→ **Exercise instructions**:
Arrange all the records below as a two-column CSV with the headers label_text and answer. Give one row per record, and put its text and its answer each in a single quoted field with line breaks changed to spaces.

→ **Extracted data entries**:
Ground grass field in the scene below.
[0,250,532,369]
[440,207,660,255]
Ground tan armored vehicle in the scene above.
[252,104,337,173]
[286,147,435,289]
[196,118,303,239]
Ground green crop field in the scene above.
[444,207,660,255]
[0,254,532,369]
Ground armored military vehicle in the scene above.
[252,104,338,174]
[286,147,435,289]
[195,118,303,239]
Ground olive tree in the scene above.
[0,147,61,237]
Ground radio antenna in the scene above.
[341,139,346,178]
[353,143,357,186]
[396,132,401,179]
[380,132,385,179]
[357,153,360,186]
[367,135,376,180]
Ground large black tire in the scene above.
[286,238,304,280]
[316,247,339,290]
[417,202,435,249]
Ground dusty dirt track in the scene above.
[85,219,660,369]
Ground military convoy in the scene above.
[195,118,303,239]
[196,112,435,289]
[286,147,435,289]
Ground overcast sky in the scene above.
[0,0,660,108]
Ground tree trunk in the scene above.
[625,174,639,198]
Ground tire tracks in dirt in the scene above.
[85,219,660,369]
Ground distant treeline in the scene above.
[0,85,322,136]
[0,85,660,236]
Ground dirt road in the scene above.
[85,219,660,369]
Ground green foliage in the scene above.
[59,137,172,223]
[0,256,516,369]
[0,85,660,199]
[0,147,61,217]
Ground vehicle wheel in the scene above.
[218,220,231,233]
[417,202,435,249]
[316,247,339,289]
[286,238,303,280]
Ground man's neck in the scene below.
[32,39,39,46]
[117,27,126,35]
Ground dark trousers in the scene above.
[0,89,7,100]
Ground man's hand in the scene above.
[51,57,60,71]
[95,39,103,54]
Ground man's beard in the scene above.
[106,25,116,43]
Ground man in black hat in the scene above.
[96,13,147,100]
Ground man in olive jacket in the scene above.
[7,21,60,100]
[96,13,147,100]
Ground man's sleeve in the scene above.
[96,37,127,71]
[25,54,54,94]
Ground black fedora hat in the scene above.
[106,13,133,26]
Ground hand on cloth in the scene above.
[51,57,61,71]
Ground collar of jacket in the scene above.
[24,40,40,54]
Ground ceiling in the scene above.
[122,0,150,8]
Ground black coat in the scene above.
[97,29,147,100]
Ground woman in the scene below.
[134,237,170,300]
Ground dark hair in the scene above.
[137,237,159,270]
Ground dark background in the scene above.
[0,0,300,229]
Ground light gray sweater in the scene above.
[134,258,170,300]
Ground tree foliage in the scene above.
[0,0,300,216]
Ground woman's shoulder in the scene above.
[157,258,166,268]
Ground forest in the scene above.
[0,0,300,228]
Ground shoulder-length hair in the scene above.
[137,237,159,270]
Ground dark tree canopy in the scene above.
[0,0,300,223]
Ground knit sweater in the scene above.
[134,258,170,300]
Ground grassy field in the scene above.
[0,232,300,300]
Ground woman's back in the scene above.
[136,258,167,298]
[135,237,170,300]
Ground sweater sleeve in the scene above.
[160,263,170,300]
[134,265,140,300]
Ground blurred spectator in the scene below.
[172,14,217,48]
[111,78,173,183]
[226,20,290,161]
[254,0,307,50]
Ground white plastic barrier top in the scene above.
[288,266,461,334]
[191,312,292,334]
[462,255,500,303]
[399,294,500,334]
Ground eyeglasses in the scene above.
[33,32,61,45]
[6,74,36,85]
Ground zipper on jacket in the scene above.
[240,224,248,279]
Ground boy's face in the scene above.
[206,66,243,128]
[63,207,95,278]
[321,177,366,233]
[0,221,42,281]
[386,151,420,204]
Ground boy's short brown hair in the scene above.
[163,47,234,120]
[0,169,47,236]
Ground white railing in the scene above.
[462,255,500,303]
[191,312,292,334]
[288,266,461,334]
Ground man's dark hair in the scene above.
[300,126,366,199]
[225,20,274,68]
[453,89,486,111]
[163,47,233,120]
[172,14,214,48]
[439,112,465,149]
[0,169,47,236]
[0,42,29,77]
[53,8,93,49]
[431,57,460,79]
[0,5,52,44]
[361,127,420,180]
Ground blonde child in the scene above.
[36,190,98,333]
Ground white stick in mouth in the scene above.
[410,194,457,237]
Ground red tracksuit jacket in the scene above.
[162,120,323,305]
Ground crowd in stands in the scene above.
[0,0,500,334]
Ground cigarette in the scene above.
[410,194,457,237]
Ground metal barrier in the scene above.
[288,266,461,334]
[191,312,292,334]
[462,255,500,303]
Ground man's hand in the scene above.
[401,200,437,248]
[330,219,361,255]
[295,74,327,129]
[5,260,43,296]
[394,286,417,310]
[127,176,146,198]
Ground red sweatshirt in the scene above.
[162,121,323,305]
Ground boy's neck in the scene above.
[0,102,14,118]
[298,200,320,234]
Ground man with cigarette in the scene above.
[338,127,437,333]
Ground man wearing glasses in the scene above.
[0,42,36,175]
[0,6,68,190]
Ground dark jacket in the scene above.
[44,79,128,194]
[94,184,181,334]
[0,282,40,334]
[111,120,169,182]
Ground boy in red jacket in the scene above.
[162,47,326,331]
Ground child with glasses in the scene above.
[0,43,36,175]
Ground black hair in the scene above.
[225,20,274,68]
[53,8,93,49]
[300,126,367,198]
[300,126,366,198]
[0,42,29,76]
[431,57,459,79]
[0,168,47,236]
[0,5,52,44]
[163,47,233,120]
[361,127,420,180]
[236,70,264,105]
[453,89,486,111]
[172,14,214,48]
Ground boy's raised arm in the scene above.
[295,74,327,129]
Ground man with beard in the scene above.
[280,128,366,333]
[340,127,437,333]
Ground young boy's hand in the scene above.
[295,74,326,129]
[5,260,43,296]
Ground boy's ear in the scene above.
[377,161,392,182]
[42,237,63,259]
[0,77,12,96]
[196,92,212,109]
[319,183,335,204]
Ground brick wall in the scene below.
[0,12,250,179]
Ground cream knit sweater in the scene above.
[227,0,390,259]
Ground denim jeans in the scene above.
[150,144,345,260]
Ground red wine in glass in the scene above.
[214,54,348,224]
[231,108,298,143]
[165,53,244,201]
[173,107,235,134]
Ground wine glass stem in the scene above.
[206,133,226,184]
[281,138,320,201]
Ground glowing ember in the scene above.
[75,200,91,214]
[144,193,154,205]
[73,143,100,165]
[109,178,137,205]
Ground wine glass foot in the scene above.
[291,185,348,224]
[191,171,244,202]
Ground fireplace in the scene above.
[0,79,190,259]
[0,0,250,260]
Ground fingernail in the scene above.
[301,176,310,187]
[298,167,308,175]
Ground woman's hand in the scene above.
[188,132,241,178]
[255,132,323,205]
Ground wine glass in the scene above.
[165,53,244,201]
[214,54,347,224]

→ **The solution**:
label_text,answer
"Ground grass field in the scene below.","[0,250,532,369] [440,207,660,255]"
"Ground tan armored vehicle in the scene above.","[252,104,337,173] [286,147,435,289] [196,118,303,239]"
"Ground green crop field in the scene above.","[444,207,660,255] [0,254,532,369]"
"Ground armored military vehicle in the scene above.","[252,104,338,174] [286,147,435,289] [195,118,303,239]"
"Ground olive tree in the scene above.","[0,147,61,237]"
"Ground radio antenna in the scene above.","[341,139,346,178] [353,143,357,186] [396,132,401,179] [380,132,385,179] [357,153,360,186] [367,135,376,180]"
"Ground large black tire in the scene above.","[286,238,304,280] [316,247,339,290] [417,202,435,249]"
"Ground dusty dirt track in the scene above.","[85,219,660,369]"
"Ground military convoy in the scene above.","[195,118,303,239] [196,112,435,289] [286,147,435,289]"
"Ground overcast sky in the scene above.","[0,0,660,108]"
"Ground tree trunk in the scene above.","[625,174,639,198]"
"Ground tire tracks in dirt in the scene above.","[85,219,660,369]"
"Ground distant treeline in the scene above.","[0,85,322,136] [0,85,660,236]"
"Ground dirt road in the scene above.","[85,219,660,369]"
"Ground green foliage in the scene above.","[59,137,172,223] [0,256,516,369] [0,85,660,199] [0,147,61,217]"
"Ground vehicle wheel in the scene above.","[218,220,231,233] [417,202,435,249] [316,247,339,289] [286,238,303,280]"
"Ground man's neck in the scene below.","[32,39,39,46] [117,27,126,35]"
"Ground dark trousers in the scene above.","[0,89,7,100]"
"Ground man's hand in the scene above.","[51,57,60,71] [95,39,103,54]"
"Ground man's beard in the scene above.","[106,25,116,43]"
"Ground man in black hat in the scene above.","[96,13,147,100]"
"Ground man in olive jacket in the scene above.","[7,21,60,100] [96,13,147,100]"
"Ground man's sleeve in the scene above.","[96,37,127,71] [25,54,54,94]"
"Ground black fedora hat in the scene above.","[106,13,133,26]"
"Ground hand on cloth in the scene above.","[51,57,61,71]"
"Ground collar of jacket in the scene above.","[24,40,40,54]"
"Ground ceiling in the scene above.","[122,0,150,8]"
"Ground black coat in the scene above.","[97,29,147,100]"
"Ground woman in the scene below.","[134,237,170,300]"
"Ground dark hair in the scene above.","[137,237,159,270]"
"Ground dark background in the scene above.","[0,0,300,229]"
"Ground light gray sweater in the scene above.","[134,258,170,300]"
"Ground tree foliage in the scene above.","[0,0,300,216]"
"Ground woman's shoulder in the scene above.","[157,258,166,268]"
"Ground forest in the scene above.","[0,0,300,228]"
"Ground shoulder-length hair in the scene above.","[137,237,159,270]"
"Ground dark tree canopy in the scene above.","[0,0,300,223]"
"Ground knit sweater in the scene above.","[134,258,170,300]"
"Ground grassy field in the scene above.","[0,232,300,300]"
"Ground woman's back in the scene above.","[136,258,167,298] [135,237,170,300]"
"Ground sweater sleeve in the scene above.","[160,263,170,300] [134,265,140,300]"
"Ground blurred spectator in the scene below.","[172,14,217,48] [111,78,173,183] [226,20,290,161] [254,0,307,50]"
"Ground white plastic barrier top in the scene above.","[288,266,461,334] [191,312,292,334] [462,255,500,303] [399,294,500,334]"
"Ground eyeglasses in the scene above.","[33,32,61,45] [6,74,36,85]"
"Ground zipper on jacket in the scene above.","[240,224,248,279]"
"Ground boy's face in the scene above.","[206,66,243,128] [63,207,95,278] [321,177,366,233] [0,221,42,281] [386,151,420,204]"
"Ground boy's short brown hair in the scene above.","[163,47,234,120] [0,169,47,236]"
"Ground white railing in the scene above.","[462,255,500,303] [191,312,292,334] [288,266,461,334]"
"Ground man's dark hair in the scene above.","[300,126,366,199] [225,20,274,68] [453,89,486,111] [163,47,233,120] [172,14,214,48] [439,112,465,149] [0,169,47,236] [0,42,29,77] [53,8,93,49] [431,57,460,79] [0,5,52,44] [361,127,420,180]"
"Ground blonde child in the scene above.","[36,190,98,333]"
"Ground white stick in mouth in the scene above.","[410,194,457,237]"
"Ground red tracksuit jacket in the scene above.","[162,120,323,305]"
"Ground crowd in stands in the scene above.","[0,0,500,334]"
"Ground cigarette in the scene above.","[410,194,457,237]"
"Ground metal barrier in the scene above.","[288,266,461,334] [191,312,292,334] [462,255,500,303]"
"Ground man's hand in the scene above.","[401,200,437,248] [330,219,361,255] [295,74,327,129] [5,260,43,296] [394,286,417,310] [127,176,146,198]"
"Ground red sweatshirt in the scene above.","[162,121,323,305]"
"Ground boy's neck in the scene above.","[0,102,14,118] [298,200,320,234]"
"Ground man with cigarette in the scene above.","[338,127,437,333]"
"Ground man wearing glasses in the scene above.","[0,42,36,175] [0,6,68,190]"
"Ground dark jacket in the scene above.","[44,79,128,194] [94,184,181,334] [0,282,40,334] [111,120,169,182]"
"Ground boy in red jacket in the scene above.","[162,47,326,331]"
"Ground child with glasses in the scene above.","[0,43,36,175]"
"Ground black hair in the scene above.","[225,20,274,68] [53,8,93,49] [300,126,367,198] [300,126,366,198] [0,42,29,76] [431,57,459,79] [0,168,47,236] [0,5,52,44] [163,47,233,120] [361,127,420,180] [236,70,264,105] [453,89,486,111] [172,14,214,48]"
"Ground boy's raised arm in the scene above.","[295,74,327,129]"
"Ground man with beard in the scene above.","[280,128,366,333] [340,127,437,333]"
"Ground young boy's hand in the scene above.","[295,74,326,129] [5,260,43,296]"
"Ground boy's ear in the scene above.","[377,161,392,182] [42,237,63,259] [0,77,12,96] [196,92,212,109] [319,183,335,204]"
"Ground brick wall in the scene below.","[0,12,250,179]"
"Ground cream knit sweater in the scene above.","[227,0,390,259]"
"Ground denim jeans in the scene above.","[150,144,345,260]"
"Ground red wine in glass in the scene above.","[214,54,348,224] [231,108,298,143] [165,53,244,201] [173,107,235,134]"
"Ground wine glass stem in the scene above.","[206,133,226,184] [281,138,320,201]"
"Ground glowing ember in the scene above.","[75,200,91,214] [144,193,154,205] [73,143,100,165] [109,178,137,205]"
"Ground wine glass foot in the scene above.","[291,185,348,224] [191,171,244,202]"
"Ground fireplace in the scene above.","[0,79,190,259] [0,0,250,260]"
"Ground fingernail in the scene above.","[301,176,310,187] [298,167,308,175]"
"Ground woman's hand in the scene above.","[188,132,241,178] [255,132,323,205]"
"Ground wine glass in the scene above.","[165,53,244,201] [214,54,347,224]"